RECORDS FOR THIS EXERCISE =>

[Start]

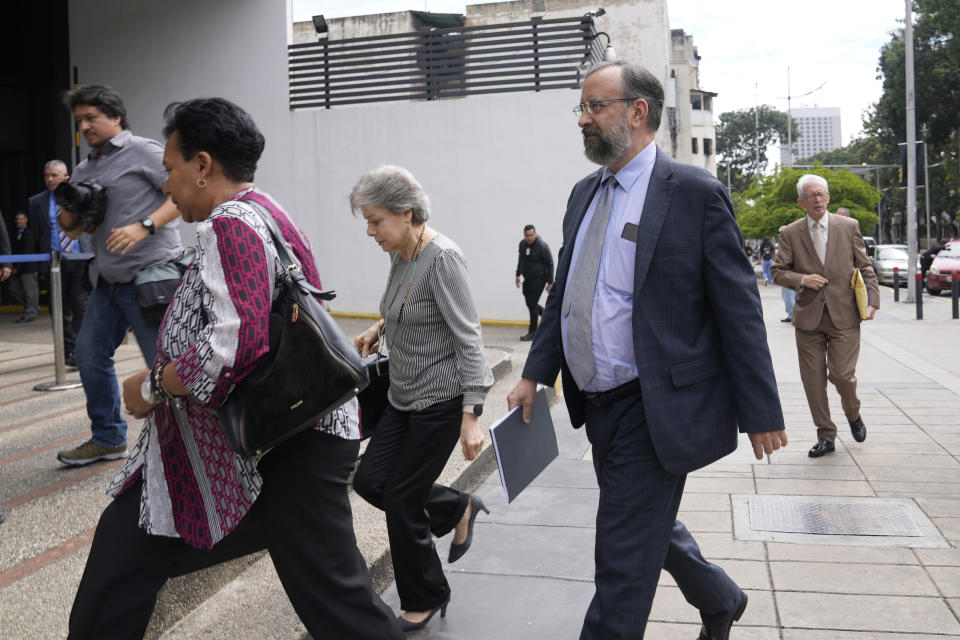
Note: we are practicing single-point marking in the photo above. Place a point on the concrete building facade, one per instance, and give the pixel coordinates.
(490, 163)
(819, 130)
(692, 131)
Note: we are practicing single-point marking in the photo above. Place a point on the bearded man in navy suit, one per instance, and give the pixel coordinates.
(676, 359)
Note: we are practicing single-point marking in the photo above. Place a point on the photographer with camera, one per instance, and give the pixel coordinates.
(115, 196)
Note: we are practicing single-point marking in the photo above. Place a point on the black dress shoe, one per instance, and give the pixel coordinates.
(406, 625)
(858, 429)
(822, 447)
(457, 550)
(720, 629)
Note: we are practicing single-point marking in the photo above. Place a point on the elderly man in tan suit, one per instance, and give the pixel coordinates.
(817, 257)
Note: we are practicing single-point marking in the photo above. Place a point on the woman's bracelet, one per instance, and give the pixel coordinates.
(156, 383)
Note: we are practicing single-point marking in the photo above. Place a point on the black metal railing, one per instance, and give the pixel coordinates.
(535, 55)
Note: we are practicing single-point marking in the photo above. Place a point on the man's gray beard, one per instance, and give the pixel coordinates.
(610, 146)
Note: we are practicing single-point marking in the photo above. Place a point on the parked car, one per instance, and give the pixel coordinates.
(886, 257)
(944, 266)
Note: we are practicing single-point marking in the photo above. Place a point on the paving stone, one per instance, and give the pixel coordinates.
(552, 552)
(801, 487)
(875, 579)
(528, 608)
(568, 473)
(548, 506)
(796, 456)
(670, 606)
(809, 471)
(778, 551)
(940, 507)
(707, 521)
(705, 502)
(870, 458)
(911, 473)
(939, 557)
(722, 485)
(947, 579)
(832, 634)
(748, 574)
(874, 613)
(676, 631)
(917, 488)
(719, 546)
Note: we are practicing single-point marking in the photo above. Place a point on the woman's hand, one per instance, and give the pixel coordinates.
(132, 399)
(471, 436)
(369, 341)
(124, 238)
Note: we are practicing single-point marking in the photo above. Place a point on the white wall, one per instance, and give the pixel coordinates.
(490, 164)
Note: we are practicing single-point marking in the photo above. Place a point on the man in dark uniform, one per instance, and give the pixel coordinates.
(536, 266)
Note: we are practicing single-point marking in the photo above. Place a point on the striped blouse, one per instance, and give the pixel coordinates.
(216, 327)
(436, 349)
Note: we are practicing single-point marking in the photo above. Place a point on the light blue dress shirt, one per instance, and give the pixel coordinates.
(612, 315)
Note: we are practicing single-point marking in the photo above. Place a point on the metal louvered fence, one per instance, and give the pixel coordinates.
(535, 55)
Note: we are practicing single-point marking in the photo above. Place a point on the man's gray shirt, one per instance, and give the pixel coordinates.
(131, 169)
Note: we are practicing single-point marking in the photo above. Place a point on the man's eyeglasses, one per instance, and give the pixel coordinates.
(596, 106)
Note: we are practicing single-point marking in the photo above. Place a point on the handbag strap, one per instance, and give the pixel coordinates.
(289, 262)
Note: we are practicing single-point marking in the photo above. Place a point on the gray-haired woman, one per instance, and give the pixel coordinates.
(438, 381)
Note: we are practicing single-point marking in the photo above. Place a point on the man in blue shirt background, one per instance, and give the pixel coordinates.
(74, 260)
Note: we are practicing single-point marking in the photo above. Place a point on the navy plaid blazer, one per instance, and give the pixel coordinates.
(699, 339)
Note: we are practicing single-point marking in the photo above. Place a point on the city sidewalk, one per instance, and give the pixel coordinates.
(529, 573)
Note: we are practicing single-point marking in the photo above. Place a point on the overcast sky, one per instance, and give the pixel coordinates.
(745, 44)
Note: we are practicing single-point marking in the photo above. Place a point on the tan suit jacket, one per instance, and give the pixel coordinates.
(845, 252)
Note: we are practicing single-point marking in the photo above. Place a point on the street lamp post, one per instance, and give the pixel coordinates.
(790, 116)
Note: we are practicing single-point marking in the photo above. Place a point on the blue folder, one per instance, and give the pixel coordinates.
(524, 450)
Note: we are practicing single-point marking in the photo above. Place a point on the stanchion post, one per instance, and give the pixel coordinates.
(955, 290)
(56, 311)
(919, 297)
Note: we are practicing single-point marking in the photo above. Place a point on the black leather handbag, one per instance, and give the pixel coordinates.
(311, 369)
(373, 400)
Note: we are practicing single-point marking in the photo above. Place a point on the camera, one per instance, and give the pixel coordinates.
(86, 199)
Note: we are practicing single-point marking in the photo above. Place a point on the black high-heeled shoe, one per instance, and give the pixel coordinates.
(457, 550)
(406, 625)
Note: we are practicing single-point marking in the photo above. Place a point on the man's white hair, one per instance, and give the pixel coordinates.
(810, 177)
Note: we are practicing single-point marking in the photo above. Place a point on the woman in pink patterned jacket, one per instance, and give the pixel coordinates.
(184, 499)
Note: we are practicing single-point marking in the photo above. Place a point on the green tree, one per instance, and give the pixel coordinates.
(774, 200)
(739, 133)
(937, 100)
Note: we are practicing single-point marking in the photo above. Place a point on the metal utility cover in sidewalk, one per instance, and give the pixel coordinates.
(878, 519)
(827, 520)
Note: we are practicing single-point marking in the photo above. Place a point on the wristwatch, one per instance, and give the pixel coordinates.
(475, 409)
(146, 392)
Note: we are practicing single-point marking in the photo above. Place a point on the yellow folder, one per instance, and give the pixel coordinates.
(860, 291)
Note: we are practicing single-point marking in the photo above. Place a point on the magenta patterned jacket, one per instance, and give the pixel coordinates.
(216, 327)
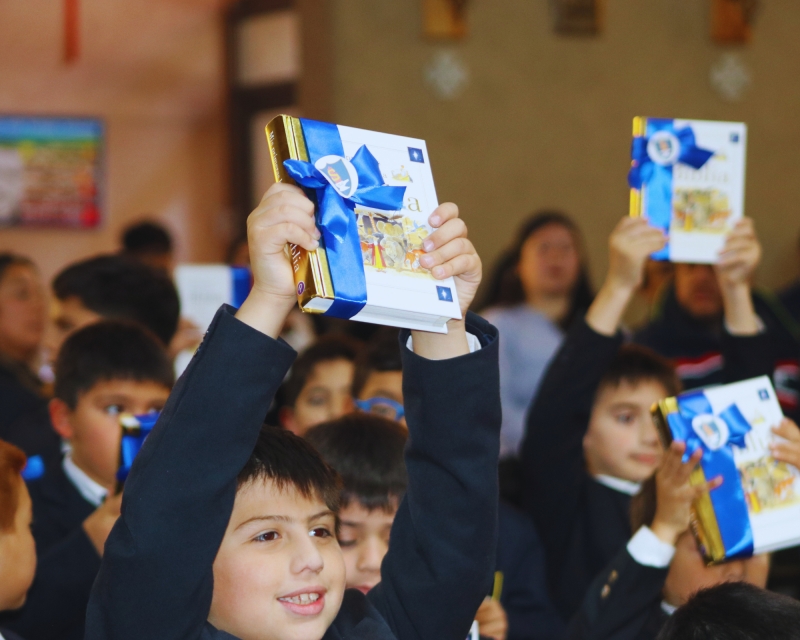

[End]

SET PROBLEM => Present every line of the records above as a numbered list, skipping blank lines and leaving out the pictures.

SOLUTION TO THIS TASK =>
1. Note: we are practicing single-point marking in the photo above. Place a point on the concrete building facade, one per instance, and give the pixel coordinates.
2. (490, 163)
3. (819, 130)
4. (692, 131)
5. Note: we are practicing single-point marking in the photo above. Place a point on the bearded man in navy suit, one per instance, and give the pixel coordinates.
6. (676, 359)
7. Note: we are practicing single-point marking in the photo above. Place a point on the photographer with camera, one per instance, and give the pixel coordinates.
8. (115, 196)
9. Note: we are practicing single-point marking in the photo above. Place a point on the black dress shoe, one per instance, and give the pixel coordinates.
10. (406, 625)
11. (858, 429)
12. (822, 447)
13. (457, 550)
14. (720, 629)
15. Note: we are practicing single-point marking in the photo above. Place a point on the elderly man in tan suit, one per instance, and give the pixel coordinates.
16. (817, 257)
17. Note: we are practicing single-point marking in the photo above. Place a point on the woman's bracelet, one per instance, and give the pixel coordinates.
18. (156, 383)
19. Note: we are practicing single-point marking in the photo above. Place a point on the black metal railing, one per instance, and give the pixel coordinates.
20. (535, 55)
21. Note: we are practicing single-point marking in the photo above. Place a point on the man's gray beard, one per instance, and give the pixel coordinates.
22. (610, 146)
23. Note: we are practicing single-point marking in the photo above. Place a point on the parked car, one per instance, and give the pixel coordinates.
24. (886, 257)
25. (944, 266)
26. Note: we are practicing single-point marking in the photo above. Place a point on the paving stone, one per instance, and give the pixel coordinates.
27. (552, 552)
28. (801, 487)
29. (875, 579)
30. (528, 608)
31. (568, 473)
32. (548, 506)
33. (796, 456)
34. (670, 606)
35. (809, 471)
36. (778, 551)
37. (940, 507)
38. (707, 521)
39. (705, 502)
40. (870, 458)
41. (911, 473)
42. (939, 557)
43. (722, 485)
44. (947, 579)
45. (832, 634)
46. (748, 574)
47. (874, 613)
48. (676, 631)
49. (917, 488)
50. (719, 546)
51. Note: we are practicing single-point marking in the photo above. Place a point on the woman's hand, one per instance, and give the pixel coordinates.
52. (132, 399)
53. (471, 436)
54. (369, 341)
55. (124, 238)
56. Note: we are practicing single-point marking in the photo above. Place a point on the white wall, one per instance, and give the pixel coordinates.
57. (490, 164)
58. Note: we are practicing single-point marking in the photo above. Place a point on the man in dark uniform, one per instance, and give the pixel coordinates.
59. (536, 266)
60. Note: we are practicing single-point marking in the photo above. Place a point on the striped blouse, one per instance, and give the pixel coordinates.
61. (216, 327)
62. (436, 349)
63. Note: we are practicing single-point marking in the photo above. Place a point on the light blue dress shirt, one per instance, and give the pixel coordinates.
64. (612, 315)
65. Note: we are practicing single-point marking in the photo above. Place a point on the metal louvered fence, one per instance, and give the pixel coordinates.
66. (535, 55)
67. Note: we are practicing single-point marking in the photo above. Place a point on the man's gray shirt, one per instance, and give the pixel coordinates.
68. (131, 169)
69. Note: we are practicing single-point marking in the photo above. Place a point on the man's eyeglasses, one per instance, and give the pixel coordinates.
70. (596, 106)
71. Note: we are practicing single-point marking in the photo above. Place a point on the handbag strap, one per instance, and give the pixel coordinates.
72. (289, 262)
73. Note: we are practicing single-point marking in the photo above. Place a point on the gray-haired woman, one per instance, and give the pixel coordinates.
74. (438, 381)
75. Note: we are practicing single-point marking in the photo above. Place a point on the man in blue shirt background, one per instance, and give the pixel coordinates.
76. (74, 260)
77. Note: we are practicing single-point marking in the photo above. Place a point on the navy plaid blazer, one per instance, and give the pixel coordinates.
78. (699, 339)
79. Note: we are practicing single-point marking in the photo above. Place a point on the city sidewalk, one per instance, and give the pixel coordinates.
80. (529, 573)
81. Note: we are practicing single-point marking in the photo above. Place a point on the overcast sky, one per instance, and give the pixel coordinates.
82. (745, 44)
83. Note: we are practicing single-point marking in the photo above. Place a point on the tan suit jacket, one per instance, and give the pixel coordinates.
84. (845, 252)
85. Note: we are practicing single-point marking in the photo above. Place a point on the street lamp post, one per instance, and give the pixel coordinates.
86. (790, 116)
87. Note: we are practicing single-point marking in the photo above. Place a point on the blue folder, one per instance, and give the pixel coordinates.
88. (524, 450)
89. Note: we are practicing single-point marking in the photo above. Place a point on the stanchion post, one per instance, and give the pixel coordinates.
90. (955, 290)
91. (56, 311)
92. (919, 297)
93. Note: we are practicing single-point marking in the photo above. Place a point on the black leather handbag, one per instance, and give the pixel coordinates.
94. (311, 369)
95. (373, 400)
96. Note: we are practicing single-point marking in the photo above. Place a point on the camera, one per instance, and give the pixel coordinates.
97. (86, 199)
98. Note: we are practicing single-point marking in the photo above. Place a point on the black high-heeled shoe, one per instance, and give the pixel coordinates.
99. (457, 550)
100. (406, 625)
101. Note: we are practicing single-point marking in the photo above. Place a point on the man's white hair, one per instance, and give the pixel coordinates.
102. (810, 177)
103. Note: we are practicing single-point marking in the photo above. Place a point on the woman in pink patterned jacket, one per instance, and give the pixel coordinates.
104. (184, 499)
105. Note: we are practicing single-point marking in the photo above. Place a point on the green tree, one per instance, and give the pixel coordinates.
106. (774, 200)
107. (739, 133)
108. (937, 100)
109. Note: we are practicing single-point marking in the photo above. Place a point on the metal utility cover in sidewalk, one per instance, and give the pixel coordinates.
110. (878, 519)
111. (827, 520)
112. Note: we are practicing single-point marking in the photo above. Place a point on the wristwatch, one per instance, and give the pixel coordinates.
113. (475, 409)
114. (146, 392)
115. Note: we are practicing single-point marking in the photo above. Place a point on the yellow folder, one per instance, and give the pixel coordinates.
116. (860, 291)
117. Note: we are practicing single-point marking in the photo above. Place a point on the magenta patterned jacket, one per instance, and give the pixel coordinates.
118. (216, 327)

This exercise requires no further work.